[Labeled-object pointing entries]
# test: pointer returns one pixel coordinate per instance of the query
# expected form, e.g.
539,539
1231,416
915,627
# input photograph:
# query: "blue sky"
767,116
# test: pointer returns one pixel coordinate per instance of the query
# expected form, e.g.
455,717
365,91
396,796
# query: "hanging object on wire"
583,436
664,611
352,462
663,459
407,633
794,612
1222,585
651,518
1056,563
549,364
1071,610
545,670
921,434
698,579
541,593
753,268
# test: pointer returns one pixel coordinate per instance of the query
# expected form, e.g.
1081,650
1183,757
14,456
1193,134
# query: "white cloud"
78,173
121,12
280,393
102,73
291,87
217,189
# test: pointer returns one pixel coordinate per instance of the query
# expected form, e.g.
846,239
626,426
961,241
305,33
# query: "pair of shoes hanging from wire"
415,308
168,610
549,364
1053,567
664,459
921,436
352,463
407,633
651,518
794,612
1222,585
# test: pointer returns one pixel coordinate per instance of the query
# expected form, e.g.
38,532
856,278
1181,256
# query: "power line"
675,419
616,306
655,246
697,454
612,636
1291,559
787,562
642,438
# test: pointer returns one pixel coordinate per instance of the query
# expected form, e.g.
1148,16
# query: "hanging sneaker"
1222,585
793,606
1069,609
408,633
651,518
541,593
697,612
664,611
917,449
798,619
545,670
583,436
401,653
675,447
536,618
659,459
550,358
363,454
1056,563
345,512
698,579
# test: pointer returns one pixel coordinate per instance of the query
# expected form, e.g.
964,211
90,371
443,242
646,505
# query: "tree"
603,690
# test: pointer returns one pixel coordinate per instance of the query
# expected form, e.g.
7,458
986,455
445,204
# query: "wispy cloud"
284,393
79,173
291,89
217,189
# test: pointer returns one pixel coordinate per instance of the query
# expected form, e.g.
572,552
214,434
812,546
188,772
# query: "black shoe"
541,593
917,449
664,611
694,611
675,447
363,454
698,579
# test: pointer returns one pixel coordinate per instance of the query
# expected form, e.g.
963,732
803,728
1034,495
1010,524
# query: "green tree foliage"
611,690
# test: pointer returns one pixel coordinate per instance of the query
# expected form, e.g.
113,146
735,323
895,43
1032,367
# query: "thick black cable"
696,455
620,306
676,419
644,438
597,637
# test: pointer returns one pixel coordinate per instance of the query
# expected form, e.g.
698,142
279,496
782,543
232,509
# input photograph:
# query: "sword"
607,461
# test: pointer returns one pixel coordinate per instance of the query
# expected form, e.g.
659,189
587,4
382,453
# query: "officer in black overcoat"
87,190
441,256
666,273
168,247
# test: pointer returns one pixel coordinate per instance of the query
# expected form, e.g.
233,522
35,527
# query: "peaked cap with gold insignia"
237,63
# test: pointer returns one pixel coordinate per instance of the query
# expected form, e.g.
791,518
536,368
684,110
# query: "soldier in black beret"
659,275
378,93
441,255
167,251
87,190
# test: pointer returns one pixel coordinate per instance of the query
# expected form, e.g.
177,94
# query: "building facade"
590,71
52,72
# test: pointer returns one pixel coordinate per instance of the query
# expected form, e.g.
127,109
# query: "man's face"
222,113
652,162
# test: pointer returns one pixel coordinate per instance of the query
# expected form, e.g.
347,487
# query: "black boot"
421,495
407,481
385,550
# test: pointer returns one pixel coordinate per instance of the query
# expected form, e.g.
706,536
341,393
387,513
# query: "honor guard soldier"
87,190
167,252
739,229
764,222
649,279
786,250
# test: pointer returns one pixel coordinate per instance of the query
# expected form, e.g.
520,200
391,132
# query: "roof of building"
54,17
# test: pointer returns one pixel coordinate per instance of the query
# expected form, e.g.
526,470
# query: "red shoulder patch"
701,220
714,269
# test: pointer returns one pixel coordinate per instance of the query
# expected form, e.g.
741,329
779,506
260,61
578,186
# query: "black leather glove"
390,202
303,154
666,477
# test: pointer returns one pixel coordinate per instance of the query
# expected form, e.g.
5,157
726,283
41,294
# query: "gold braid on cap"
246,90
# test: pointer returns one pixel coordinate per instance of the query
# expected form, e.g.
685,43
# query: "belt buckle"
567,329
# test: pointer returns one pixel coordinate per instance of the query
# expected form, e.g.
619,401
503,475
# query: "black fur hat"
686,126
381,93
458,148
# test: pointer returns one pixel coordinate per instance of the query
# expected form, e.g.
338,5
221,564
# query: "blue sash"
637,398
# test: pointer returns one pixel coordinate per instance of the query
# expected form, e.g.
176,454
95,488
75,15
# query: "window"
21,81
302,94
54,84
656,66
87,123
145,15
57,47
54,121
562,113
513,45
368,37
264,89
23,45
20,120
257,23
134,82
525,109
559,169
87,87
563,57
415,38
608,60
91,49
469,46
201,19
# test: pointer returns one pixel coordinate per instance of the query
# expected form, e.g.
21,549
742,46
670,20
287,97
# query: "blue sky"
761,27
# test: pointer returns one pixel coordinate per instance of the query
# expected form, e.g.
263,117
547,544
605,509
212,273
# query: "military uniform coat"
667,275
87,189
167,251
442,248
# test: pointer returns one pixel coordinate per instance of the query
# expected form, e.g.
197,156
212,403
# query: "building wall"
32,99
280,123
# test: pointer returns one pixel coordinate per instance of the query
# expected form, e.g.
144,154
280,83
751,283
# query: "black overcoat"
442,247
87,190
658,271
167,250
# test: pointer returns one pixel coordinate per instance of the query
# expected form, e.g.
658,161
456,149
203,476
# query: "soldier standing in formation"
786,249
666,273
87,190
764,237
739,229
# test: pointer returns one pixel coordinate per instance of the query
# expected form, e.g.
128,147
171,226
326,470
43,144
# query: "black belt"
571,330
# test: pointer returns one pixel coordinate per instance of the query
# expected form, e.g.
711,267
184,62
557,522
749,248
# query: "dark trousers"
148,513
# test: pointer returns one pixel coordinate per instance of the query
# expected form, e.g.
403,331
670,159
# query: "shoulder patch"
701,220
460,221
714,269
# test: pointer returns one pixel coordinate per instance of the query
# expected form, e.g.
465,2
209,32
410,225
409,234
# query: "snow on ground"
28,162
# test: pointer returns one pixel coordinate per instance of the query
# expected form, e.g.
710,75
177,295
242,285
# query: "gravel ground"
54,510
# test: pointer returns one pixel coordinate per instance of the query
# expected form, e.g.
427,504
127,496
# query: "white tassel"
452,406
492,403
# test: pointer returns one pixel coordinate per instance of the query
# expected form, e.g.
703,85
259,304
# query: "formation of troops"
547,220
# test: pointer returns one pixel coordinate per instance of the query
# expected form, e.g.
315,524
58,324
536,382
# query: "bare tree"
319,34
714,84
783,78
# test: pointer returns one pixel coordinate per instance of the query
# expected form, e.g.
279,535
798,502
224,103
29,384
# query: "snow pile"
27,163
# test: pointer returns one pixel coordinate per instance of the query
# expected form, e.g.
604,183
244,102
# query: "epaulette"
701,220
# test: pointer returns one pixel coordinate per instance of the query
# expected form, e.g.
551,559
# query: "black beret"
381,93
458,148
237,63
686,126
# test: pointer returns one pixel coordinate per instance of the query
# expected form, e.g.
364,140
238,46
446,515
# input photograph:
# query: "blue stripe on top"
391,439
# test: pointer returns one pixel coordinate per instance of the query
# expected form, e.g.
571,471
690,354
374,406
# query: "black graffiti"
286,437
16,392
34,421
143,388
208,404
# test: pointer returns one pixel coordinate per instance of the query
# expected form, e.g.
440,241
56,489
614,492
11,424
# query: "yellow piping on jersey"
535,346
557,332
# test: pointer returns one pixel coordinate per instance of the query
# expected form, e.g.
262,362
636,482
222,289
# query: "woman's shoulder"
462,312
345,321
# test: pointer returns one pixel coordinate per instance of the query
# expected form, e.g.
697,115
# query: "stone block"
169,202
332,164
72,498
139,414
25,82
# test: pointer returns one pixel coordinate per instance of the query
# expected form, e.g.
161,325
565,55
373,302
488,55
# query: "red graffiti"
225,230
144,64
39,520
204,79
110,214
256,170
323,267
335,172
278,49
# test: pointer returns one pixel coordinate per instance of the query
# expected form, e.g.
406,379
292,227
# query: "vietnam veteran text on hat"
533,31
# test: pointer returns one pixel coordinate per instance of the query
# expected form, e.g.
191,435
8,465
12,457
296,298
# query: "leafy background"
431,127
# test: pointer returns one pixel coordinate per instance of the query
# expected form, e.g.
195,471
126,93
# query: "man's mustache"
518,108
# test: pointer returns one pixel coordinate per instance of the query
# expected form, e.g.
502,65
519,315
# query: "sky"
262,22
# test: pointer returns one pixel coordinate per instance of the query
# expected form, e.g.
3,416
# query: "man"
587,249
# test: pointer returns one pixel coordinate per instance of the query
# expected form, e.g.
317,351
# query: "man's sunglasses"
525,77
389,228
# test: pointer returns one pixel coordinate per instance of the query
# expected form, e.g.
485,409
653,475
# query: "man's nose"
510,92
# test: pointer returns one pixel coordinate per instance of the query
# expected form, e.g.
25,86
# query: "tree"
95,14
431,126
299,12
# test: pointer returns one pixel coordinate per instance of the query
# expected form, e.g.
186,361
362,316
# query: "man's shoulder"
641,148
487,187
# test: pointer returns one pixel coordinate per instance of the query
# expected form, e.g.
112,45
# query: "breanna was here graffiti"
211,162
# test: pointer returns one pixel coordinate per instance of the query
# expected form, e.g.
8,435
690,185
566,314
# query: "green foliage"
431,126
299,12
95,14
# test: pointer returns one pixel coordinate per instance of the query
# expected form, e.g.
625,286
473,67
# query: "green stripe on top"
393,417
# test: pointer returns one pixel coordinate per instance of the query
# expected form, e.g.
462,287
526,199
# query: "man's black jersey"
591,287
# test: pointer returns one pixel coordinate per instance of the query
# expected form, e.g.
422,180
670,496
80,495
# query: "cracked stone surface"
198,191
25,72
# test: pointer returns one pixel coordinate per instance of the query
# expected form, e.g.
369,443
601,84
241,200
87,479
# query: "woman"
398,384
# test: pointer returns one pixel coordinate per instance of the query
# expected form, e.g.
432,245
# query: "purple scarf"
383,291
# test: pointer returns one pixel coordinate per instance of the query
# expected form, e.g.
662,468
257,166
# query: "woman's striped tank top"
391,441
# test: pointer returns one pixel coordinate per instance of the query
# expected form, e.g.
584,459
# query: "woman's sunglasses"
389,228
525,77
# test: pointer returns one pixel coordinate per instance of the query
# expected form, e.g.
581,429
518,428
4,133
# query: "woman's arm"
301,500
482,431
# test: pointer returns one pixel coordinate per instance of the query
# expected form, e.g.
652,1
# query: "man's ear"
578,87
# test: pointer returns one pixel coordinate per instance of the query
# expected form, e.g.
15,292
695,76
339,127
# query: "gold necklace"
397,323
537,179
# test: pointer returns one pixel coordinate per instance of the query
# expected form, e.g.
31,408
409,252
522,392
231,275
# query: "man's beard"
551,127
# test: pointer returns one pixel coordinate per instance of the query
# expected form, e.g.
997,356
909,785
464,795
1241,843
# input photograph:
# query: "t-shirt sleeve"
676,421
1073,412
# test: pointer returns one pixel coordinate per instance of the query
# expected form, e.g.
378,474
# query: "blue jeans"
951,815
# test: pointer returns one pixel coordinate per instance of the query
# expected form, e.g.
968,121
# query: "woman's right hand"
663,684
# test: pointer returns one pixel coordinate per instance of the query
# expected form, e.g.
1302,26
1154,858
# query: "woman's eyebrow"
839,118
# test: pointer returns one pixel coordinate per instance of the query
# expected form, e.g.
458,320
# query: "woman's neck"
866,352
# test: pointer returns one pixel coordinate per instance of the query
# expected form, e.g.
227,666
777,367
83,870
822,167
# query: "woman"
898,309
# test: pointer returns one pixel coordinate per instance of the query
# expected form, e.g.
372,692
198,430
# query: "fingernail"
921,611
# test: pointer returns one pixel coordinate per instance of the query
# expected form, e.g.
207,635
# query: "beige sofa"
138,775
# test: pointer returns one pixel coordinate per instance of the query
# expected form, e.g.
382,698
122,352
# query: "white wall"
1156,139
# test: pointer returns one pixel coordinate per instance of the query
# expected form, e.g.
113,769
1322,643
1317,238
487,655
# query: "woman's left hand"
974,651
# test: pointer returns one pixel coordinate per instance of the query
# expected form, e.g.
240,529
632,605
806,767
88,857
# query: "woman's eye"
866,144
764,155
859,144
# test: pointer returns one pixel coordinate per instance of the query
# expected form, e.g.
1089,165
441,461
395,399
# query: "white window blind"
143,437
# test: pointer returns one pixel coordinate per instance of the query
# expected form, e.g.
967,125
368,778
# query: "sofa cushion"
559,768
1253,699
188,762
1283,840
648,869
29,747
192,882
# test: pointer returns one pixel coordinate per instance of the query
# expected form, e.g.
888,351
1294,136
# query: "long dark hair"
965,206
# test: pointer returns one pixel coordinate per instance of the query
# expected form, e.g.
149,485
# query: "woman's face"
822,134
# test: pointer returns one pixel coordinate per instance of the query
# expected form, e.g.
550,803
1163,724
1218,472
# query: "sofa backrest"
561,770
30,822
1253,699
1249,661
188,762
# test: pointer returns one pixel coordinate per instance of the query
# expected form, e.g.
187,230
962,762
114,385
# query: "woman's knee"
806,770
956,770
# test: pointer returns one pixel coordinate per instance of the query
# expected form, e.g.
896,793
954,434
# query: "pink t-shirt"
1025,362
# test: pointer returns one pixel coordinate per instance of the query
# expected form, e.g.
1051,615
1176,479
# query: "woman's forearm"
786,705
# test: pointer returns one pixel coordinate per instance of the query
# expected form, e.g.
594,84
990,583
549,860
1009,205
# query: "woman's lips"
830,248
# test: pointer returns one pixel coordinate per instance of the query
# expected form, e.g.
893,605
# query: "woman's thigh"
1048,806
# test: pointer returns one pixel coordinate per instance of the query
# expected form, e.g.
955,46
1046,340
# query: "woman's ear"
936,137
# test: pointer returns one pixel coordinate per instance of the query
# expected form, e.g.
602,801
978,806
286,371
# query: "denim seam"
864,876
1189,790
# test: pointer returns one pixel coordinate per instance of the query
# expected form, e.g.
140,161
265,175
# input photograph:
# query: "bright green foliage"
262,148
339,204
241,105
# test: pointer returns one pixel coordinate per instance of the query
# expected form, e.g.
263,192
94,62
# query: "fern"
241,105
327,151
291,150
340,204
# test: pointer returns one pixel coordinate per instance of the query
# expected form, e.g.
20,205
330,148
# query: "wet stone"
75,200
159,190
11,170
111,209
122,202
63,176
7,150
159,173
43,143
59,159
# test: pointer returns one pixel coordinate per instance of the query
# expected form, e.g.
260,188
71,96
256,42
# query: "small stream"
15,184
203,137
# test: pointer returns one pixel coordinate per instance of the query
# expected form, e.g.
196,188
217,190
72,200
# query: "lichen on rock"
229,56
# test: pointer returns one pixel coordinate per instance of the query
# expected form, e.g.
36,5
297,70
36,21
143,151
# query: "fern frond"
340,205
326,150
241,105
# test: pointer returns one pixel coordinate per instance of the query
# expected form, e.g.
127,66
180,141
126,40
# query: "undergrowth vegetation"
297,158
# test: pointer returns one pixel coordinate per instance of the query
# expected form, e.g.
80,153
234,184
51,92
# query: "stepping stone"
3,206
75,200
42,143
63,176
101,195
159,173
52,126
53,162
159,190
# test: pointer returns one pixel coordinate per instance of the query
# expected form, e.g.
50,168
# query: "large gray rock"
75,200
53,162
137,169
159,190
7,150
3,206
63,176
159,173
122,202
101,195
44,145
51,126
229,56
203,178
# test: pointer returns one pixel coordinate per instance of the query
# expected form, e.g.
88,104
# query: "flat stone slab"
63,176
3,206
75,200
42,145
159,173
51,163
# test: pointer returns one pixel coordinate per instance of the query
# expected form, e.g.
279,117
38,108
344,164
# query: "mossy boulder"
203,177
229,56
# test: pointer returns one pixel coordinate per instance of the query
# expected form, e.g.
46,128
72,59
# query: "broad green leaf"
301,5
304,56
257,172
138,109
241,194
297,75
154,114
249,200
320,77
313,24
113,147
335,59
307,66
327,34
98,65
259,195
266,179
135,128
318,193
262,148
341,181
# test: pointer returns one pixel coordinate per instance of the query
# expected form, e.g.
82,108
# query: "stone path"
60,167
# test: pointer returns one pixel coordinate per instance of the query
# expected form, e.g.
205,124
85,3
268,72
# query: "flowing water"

Task details:
Gather every line of the material above that contains the string "rock". Case counts.

Result:
# query: "lichen on rock"
# query: "large gray rock"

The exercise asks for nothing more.